-- Extrait présenté --
● ● ● ●
Seules exceptions à cette chasse : les campagnes de santé publique, de recrutement de la fonction publique et les projets «déjà engagés, ayant fait l’objet de contrats signés». «Une revue générale des dépenses de communication de l’Etat, des agences et des opérateurs a été lancée par la mission “Etat efficacedans le cadre de la préparation du budget 2026», font savoir les services de Matignon, en affichant un objectif de «réduction de 20 % des dépenses de communication en 2026, par rapport au niveau de 2025».

Un recours excessif aux cabinets de conseil

En 2024, ces dépenses de communication se seraient élevées à 440 millions d’euros, et leur gel pour la fin de l’année représenterait donc une économie d’au moins 50 millions d’euros, selon Matignon. Cette circulaire concerne les ministères, les opérateurs de l’Etat, ainsi que le Service d’information du gouvernement (SIG), chargé des campagnes de communication interministérielles, et dont le fonctionnement a fait l’objet de plusieurs critiques ces dernières années. En janvier 2024, un rapport de la Cour des comptes épinglait notamment cette autorité administrative placée sous l’autorité du Premier ministre pour son recours excessif aux cabinets de conseil. Et en mars 2022, le Monde avait fait état de la façon dont les budgets du SIG en matière de commandes de sondages avaient explosé au cours du premier quinquennat d’Emmanuel Macron, pour passer de 1,4 million en 2017 à 1,9 million en 2018, 3,3 millions en 2019, et 2,6 millions en 2020.
● ● ● ●
-- Tâche demandée --
Recopiez intégralement l'extrait ci-dessus sur les dépenses de communication de l'État, sans en modifier un seul mot.

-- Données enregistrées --
● ● ● ●
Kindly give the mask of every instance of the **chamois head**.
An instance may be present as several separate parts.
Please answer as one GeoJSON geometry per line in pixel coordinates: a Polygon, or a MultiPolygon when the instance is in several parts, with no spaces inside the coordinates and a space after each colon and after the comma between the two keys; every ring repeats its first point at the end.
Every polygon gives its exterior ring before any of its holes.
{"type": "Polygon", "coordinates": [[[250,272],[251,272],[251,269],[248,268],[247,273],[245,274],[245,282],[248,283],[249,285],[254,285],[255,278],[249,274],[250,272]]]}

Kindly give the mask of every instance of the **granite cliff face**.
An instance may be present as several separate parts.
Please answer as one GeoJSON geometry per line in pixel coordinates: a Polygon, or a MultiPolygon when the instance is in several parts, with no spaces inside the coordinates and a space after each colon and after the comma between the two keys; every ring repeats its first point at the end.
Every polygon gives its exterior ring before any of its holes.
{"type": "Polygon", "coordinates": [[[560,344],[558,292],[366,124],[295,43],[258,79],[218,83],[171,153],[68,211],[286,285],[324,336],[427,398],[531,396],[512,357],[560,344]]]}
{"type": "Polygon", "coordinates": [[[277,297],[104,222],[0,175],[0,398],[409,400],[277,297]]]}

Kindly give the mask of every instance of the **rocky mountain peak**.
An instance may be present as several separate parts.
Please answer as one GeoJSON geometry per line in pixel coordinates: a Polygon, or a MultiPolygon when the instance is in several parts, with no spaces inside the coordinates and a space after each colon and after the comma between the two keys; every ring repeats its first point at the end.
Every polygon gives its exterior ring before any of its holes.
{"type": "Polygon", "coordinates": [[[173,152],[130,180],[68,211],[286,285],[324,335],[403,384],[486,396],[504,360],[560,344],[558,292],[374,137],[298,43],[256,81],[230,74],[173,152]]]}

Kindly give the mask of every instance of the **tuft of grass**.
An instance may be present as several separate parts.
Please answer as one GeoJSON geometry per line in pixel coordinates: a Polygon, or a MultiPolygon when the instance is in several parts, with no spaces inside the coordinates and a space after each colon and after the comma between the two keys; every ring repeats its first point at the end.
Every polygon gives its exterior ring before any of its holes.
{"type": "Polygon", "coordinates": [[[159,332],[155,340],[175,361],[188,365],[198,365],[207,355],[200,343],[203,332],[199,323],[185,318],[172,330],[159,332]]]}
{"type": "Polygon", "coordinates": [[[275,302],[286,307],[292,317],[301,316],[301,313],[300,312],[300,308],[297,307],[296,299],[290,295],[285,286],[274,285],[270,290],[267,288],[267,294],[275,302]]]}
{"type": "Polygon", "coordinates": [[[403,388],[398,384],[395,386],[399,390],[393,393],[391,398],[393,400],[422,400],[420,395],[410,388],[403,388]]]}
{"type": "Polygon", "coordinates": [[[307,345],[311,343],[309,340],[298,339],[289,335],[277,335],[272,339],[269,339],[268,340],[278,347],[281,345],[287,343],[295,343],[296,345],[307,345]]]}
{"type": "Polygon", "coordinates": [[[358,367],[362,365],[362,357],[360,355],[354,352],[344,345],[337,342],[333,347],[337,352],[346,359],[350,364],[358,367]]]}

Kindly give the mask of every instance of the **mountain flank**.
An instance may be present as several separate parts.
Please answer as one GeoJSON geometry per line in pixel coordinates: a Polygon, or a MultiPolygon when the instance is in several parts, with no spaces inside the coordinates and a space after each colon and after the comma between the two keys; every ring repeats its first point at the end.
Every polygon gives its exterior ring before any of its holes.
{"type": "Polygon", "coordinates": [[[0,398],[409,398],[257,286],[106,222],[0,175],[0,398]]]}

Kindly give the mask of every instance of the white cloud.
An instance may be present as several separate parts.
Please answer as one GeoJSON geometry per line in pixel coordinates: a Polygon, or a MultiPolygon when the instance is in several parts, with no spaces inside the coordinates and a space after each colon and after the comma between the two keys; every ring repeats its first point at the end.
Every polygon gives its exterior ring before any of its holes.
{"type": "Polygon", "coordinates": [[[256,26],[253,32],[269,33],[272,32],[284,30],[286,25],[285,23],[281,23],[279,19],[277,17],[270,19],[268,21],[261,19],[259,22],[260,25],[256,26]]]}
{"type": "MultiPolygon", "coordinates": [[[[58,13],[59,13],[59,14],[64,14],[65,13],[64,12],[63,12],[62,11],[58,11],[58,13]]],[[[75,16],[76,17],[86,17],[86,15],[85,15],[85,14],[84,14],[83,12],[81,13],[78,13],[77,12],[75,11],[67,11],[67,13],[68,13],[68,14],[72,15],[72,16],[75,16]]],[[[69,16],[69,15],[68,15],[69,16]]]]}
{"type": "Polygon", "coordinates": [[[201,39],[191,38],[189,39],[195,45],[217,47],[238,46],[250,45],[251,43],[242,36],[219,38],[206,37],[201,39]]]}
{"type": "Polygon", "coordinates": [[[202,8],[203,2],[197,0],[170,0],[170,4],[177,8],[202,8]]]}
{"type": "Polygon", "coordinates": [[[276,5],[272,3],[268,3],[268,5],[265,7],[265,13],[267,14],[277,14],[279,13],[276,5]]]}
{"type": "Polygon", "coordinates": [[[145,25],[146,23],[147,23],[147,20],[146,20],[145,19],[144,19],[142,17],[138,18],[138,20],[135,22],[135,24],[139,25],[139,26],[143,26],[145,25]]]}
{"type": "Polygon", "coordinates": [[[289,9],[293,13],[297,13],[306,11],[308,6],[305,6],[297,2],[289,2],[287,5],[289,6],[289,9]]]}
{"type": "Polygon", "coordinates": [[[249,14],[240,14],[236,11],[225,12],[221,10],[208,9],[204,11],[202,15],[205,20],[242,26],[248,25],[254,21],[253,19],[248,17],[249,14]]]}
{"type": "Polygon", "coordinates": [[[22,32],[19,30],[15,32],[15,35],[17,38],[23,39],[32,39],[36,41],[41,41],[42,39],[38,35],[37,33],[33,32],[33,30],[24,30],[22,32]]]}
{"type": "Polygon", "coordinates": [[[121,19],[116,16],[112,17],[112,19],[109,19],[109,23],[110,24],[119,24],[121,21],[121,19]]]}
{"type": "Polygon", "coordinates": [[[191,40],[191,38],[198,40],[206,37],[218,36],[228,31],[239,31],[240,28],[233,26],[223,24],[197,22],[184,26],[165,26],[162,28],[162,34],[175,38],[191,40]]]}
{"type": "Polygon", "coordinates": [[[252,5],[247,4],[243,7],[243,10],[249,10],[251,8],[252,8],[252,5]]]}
● ● ● ●
-- Corrigé --
Seules exceptions à cette chasse : les campagnes de santé publique, de recrutement de la fonction publique et les projets «déjà engagés, ayant fait l’objet de contrats signés». «Une revue générale des dépenses de communication de l’Etat, des agences et des opérateurs a été lancée par la mission “Etat efficacedans le cadre de la préparation du budget 2026», font savoir les services de Matignon, en affichant un objectif de «réduction de 20 % des dépenses de communication en 2026, par rapport au niveau de 2025».

Un recours excessif aux cabinets de conseil

En 2024, ces dépenses de communication se seraient élevées à 440 millions d’euros, et leur gel pour la fin de l’année représenterait donc une économie d’au moins 50 millions d’euros, selon Matignon. Cette circulaire concerne les ministères, les opérateurs de l’Etat, ainsi que le Service d’information du gouvernement (SIG), chargé des campagnes de communication interministérielles, et dont le fonctionnement a fait l’objet de plusieurs critiques ces dernières années. En janvier 2024, un rapport de la Cour des comptes épinglait notamment cette autorité administrative placée sous l’autorité du Premier ministre pour son recours excessif aux cabinets de conseil. Et en mars 2022, le Monde avait fait état de la façon dont les budgets du SIG en matière de commandes de sondages avaient explosé au cours du premier quinquennat d’Emmanuel Macron, pour passer de 1,4 million en 2017 à 1,9 million en 2018, 3,3 millions en 2019, et 2,6 millions en 2020.